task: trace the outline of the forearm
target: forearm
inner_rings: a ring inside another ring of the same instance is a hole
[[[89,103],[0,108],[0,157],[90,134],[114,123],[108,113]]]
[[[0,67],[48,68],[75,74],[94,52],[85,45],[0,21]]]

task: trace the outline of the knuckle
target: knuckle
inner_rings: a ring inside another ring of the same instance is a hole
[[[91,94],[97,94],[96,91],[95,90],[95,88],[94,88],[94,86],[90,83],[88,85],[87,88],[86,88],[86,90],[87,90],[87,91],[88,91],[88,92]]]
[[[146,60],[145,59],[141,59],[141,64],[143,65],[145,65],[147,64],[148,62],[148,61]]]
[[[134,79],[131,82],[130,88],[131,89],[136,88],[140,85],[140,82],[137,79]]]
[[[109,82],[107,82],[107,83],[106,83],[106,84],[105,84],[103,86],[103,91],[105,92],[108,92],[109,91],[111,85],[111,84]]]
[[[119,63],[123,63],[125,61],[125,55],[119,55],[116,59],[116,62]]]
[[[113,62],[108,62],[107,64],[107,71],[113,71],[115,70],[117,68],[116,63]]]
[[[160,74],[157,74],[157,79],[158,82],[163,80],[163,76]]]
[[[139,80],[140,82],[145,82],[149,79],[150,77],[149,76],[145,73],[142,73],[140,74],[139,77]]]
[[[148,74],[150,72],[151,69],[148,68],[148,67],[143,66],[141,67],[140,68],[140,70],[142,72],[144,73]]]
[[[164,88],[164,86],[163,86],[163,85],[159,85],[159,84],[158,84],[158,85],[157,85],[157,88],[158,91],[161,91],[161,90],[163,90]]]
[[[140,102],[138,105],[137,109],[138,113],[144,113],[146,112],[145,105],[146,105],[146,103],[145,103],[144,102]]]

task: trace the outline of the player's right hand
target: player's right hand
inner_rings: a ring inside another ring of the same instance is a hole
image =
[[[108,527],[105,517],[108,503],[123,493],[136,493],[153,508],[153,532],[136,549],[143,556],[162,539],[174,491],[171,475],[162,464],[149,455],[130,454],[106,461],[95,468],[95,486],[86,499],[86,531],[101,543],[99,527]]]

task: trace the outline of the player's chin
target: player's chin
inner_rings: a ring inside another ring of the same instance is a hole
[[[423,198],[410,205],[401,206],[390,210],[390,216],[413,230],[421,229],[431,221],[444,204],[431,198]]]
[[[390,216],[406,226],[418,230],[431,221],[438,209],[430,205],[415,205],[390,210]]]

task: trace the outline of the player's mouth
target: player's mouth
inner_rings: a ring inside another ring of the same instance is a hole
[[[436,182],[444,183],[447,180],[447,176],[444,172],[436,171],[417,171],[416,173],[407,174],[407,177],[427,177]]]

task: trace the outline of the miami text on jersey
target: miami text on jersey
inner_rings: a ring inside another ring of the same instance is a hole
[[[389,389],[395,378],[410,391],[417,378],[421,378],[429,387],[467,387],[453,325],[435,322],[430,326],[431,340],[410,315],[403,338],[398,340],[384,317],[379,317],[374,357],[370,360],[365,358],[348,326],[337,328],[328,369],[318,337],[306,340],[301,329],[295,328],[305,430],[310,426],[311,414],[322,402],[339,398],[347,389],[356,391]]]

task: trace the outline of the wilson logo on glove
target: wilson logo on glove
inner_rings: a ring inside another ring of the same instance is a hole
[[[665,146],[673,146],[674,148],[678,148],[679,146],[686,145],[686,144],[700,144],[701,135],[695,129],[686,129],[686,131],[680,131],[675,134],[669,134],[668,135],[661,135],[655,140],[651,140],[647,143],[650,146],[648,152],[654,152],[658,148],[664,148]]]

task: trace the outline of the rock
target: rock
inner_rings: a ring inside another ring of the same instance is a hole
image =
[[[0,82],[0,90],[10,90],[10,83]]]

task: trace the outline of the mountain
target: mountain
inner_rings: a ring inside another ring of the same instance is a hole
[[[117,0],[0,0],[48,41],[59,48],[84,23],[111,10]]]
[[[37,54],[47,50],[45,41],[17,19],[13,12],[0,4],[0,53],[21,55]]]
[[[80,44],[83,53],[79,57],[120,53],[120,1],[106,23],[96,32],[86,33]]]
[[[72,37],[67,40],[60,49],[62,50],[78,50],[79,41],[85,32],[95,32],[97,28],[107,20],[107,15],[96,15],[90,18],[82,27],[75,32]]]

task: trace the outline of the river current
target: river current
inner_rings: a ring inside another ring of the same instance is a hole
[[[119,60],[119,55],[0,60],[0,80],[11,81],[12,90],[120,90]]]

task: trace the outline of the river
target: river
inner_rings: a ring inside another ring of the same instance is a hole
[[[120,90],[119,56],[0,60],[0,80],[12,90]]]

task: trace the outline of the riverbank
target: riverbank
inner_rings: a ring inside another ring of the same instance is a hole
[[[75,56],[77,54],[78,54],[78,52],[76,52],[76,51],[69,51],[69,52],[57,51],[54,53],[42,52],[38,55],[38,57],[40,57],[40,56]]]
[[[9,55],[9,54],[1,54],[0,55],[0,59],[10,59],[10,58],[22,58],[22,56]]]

● Stated problem
Render every line of the items above as a Markdown table with the columns n and Line, numbering the rows and skipping blank lines.

● Completed task
| n | Line |
|---|---|
| 1 | task: trace the outline of the forearm |
| 2 | target: forearm |
| 3 | inner_rings: a ring inside another ring of the same instance is a hole |
| 4 | [[[89,103],[0,108],[0,157],[90,134],[114,123],[108,113]]] |
| 5 | [[[0,67],[48,68],[75,74],[94,52],[85,45],[0,21]]] |
| 6 | task: trace the outline of the knuckle |
| 7 | target: knuckle |
| 8 | inner_rings: a ring inside another ring of the same instance is a hole |
| 9 | [[[91,94],[97,94],[96,91],[95,90],[95,88],[94,88],[94,86],[90,83],[88,85],[87,88],[86,88],[86,90],[87,90],[87,91],[88,91],[88,92]]] |
| 10 | [[[146,60],[145,59],[141,59],[141,64],[143,65],[145,65],[147,64],[148,62],[148,61]]] |
| 11 | [[[134,79],[131,82],[130,88],[131,89],[136,88],[140,85],[140,82],[137,79]]] |
| 12 | [[[109,82],[107,82],[107,83],[106,83],[106,84],[105,84],[103,86],[103,91],[105,92],[108,92],[109,91],[111,85],[111,84]]] |
| 13 | [[[119,63],[123,63],[125,61],[125,55],[119,55],[116,59],[116,62]]] |
| 14 | [[[113,62],[108,62],[107,64],[107,71],[113,71],[115,70],[117,68],[116,63]]] |
| 15 | [[[160,74],[157,74],[157,79],[158,82],[163,80],[163,76]]] |
| 16 | [[[139,80],[140,82],[145,82],[149,79],[150,77],[149,76],[145,73],[142,73],[140,74],[139,77]]] |
| 17 | [[[148,74],[150,72],[151,69],[148,68],[148,67],[143,66],[141,67],[140,68],[140,70],[142,72],[144,73]]] |
| 18 | [[[164,88],[164,86],[163,86],[163,85],[159,85],[159,84],[158,84],[158,85],[157,85],[157,88],[158,91],[161,91],[161,90],[163,90]]] |
| 19 | [[[140,102],[138,105],[137,109],[138,113],[144,113],[146,112],[145,105],[146,105],[146,103],[145,103],[144,102]]] |
| 20 | task: trace the outline of the player's right hand |
| 21 | target: player's right hand |
| 22 | inner_rings: a ring inside another ring of the same instance is a hole |
| 23 | image = |
| 24 | [[[108,527],[105,517],[108,503],[123,493],[136,493],[153,508],[153,532],[136,549],[143,556],[162,539],[174,491],[171,475],[162,464],[149,455],[130,454],[106,461],[95,468],[95,486],[86,499],[86,531],[101,543],[99,527]]] |
| 25 | task: trace the outline of the player's chin |
| 26 | target: player's chin |
| 27 | inner_rings: a ring inside another ring of the same instance is a hole |
| 28 | [[[423,198],[410,205],[401,206],[390,210],[390,216],[413,230],[421,229],[431,221],[444,204],[431,198]]] |
| 29 | [[[390,216],[406,226],[418,230],[431,221],[438,209],[430,205],[415,205],[390,210]]] |
| 30 | task: trace the outline of the player's mouth |
| 31 | target: player's mouth |
| 32 | inner_rings: a ring inside another ring of the same instance is a hole |
| 33 | [[[436,182],[444,183],[447,180],[447,176],[444,172],[436,171],[417,171],[416,173],[407,174],[407,177],[427,177]]] |
| 34 | task: trace the outline of the miami text on jersey |
| 35 | target: miami text on jersey |
| 36 | inner_rings: a ring inside another ring of the same instance is a hole |
| 37 | [[[389,389],[395,378],[410,391],[417,378],[421,378],[429,387],[467,387],[453,325],[435,322],[430,326],[431,340],[410,315],[403,338],[398,340],[384,317],[379,317],[374,357],[370,360],[365,358],[348,326],[337,328],[328,369],[318,337],[306,340],[301,329],[295,328],[305,430],[310,426],[311,414],[322,402],[339,398],[347,389],[356,391]]] |
| 38 | task: trace the outline of the wilson logo on glove |
| 39 | target: wilson logo on glove |
| 40 | inner_rings: a ring inside another ring of the same instance is a hole |
| 41 | [[[665,146],[673,146],[674,148],[678,148],[679,146],[686,145],[686,144],[700,144],[701,135],[695,129],[686,129],[686,131],[680,131],[675,134],[669,134],[668,135],[661,135],[655,140],[651,140],[647,143],[650,146],[648,152],[654,152],[658,148],[664,148]]] |
| 42 | task: trace the outline of the rock |
| 43 | target: rock |
| 44 | inner_rings: a ring inside another ring of the same instance is a hole |
| 45 | image = |
| 46 | [[[0,82],[0,90],[10,90],[10,83]]] |
| 47 | task: trace the outline of the mountain |
| 48 | target: mountain |
| 49 | inner_rings: a ring inside another ring of the same instance is a hole |
| 50 | [[[117,0],[0,0],[48,41],[59,48],[84,23],[111,10]]] |
| 51 | [[[37,54],[47,50],[45,41],[17,19],[13,12],[0,4],[0,53],[21,55]]] |
| 52 | [[[80,44],[83,53],[79,57],[120,53],[120,1],[106,23],[96,32],[86,33]]] |
| 53 | [[[72,37],[67,40],[60,49],[62,50],[78,50],[79,41],[85,32],[95,32],[97,28],[107,20],[107,15],[96,15],[90,18],[82,27],[75,32]]] |
| 54 | task: trace the outline of the river current |
| 55 | target: river current |
| 56 | inner_rings: a ring inside another ring of the same instance is a hole |
| 57 | [[[119,60],[119,55],[0,60],[0,80],[11,81],[12,90],[120,90]]] |
| 58 | task: trace the outline of the river |
| 59 | target: river |
| 60 | inner_rings: a ring inside another ring of the same instance is a hole |
| 61 | [[[120,90],[119,56],[0,60],[0,80],[12,90]]] |
| 62 | task: trace the outline of the riverbank |
| 63 | target: riverbank |
| 64 | inner_rings: a ring inside another ring of the same instance is a hole |
| 65 | [[[75,56],[77,54],[78,54],[78,52],[76,52],[76,51],[69,51],[69,52],[57,51],[54,53],[42,52],[38,55],[38,57],[40,57],[40,56]]] |
| 66 | [[[9,55],[9,54],[1,54],[0,55],[0,59],[10,59],[10,58],[22,58],[22,56]]] |